- Prompt -
Copy all of the data below word for word, omitting the picture.
_ _ _ _ _ _ _
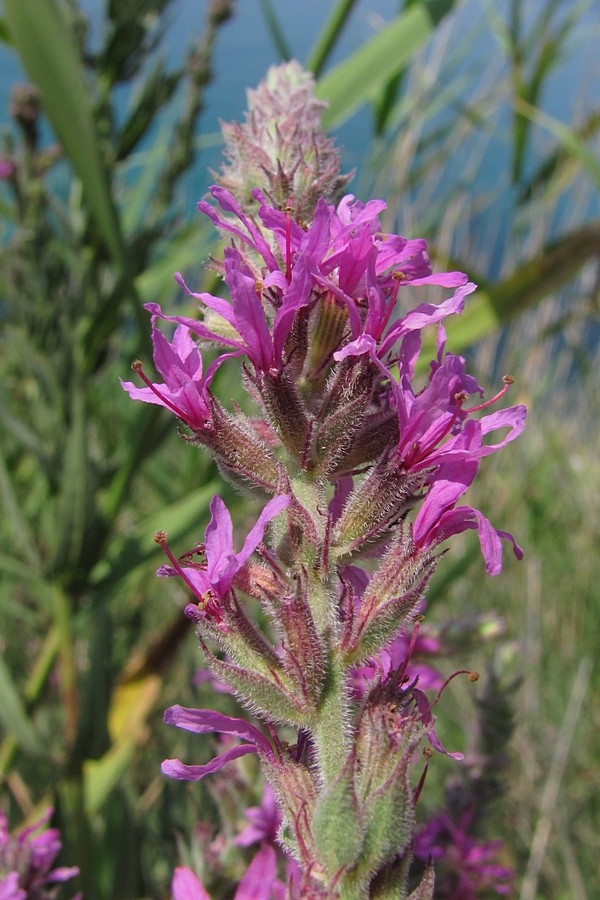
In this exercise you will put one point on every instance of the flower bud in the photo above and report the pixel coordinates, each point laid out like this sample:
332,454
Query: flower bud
281,147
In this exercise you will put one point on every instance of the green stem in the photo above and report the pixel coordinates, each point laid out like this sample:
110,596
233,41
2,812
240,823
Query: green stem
331,731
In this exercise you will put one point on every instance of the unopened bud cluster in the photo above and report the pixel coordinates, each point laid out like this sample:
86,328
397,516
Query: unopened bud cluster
361,472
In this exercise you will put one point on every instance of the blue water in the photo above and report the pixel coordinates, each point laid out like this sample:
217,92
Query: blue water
244,50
_ _ _ _ _ _ _
- Result for this task -
In this exercise you will put one point on every instance of the flower bud in the photo above and report the pixel coordinates, each point laid out like this sample:
332,454
Query: flower bud
281,147
In this exercise you will put one point on every instance of the green stem in the photo above and report the pixel coordinates, each point laid out like this sample:
110,596
233,41
2,812
240,823
Query: green stem
331,731
In this exercise you will put one point on every instance of the unopened bud cluster in the photo above and report the pixel coordinates, each point laid out like this sample:
86,328
397,516
Query: unopened bud cluster
361,472
In this exercise you will put one point on every instance of the blue water in the photo above and report the pixel coordinates, each point laid out like this sample:
217,92
Query: blue water
244,50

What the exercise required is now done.